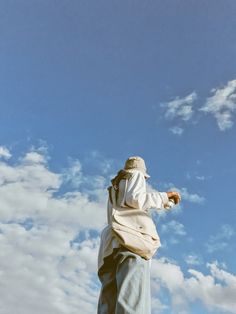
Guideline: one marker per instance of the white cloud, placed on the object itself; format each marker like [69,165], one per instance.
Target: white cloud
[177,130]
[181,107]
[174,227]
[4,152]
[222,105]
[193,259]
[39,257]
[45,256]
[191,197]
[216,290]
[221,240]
========================================
- [Task to complete] Pick out every line in the material above that contains the word "cloud".

- [Result for this exercise]
Guideline: one marker per instance of the white cloud, placed on the object itself; format each marker like [69,165], one per instance.
Target: white cloud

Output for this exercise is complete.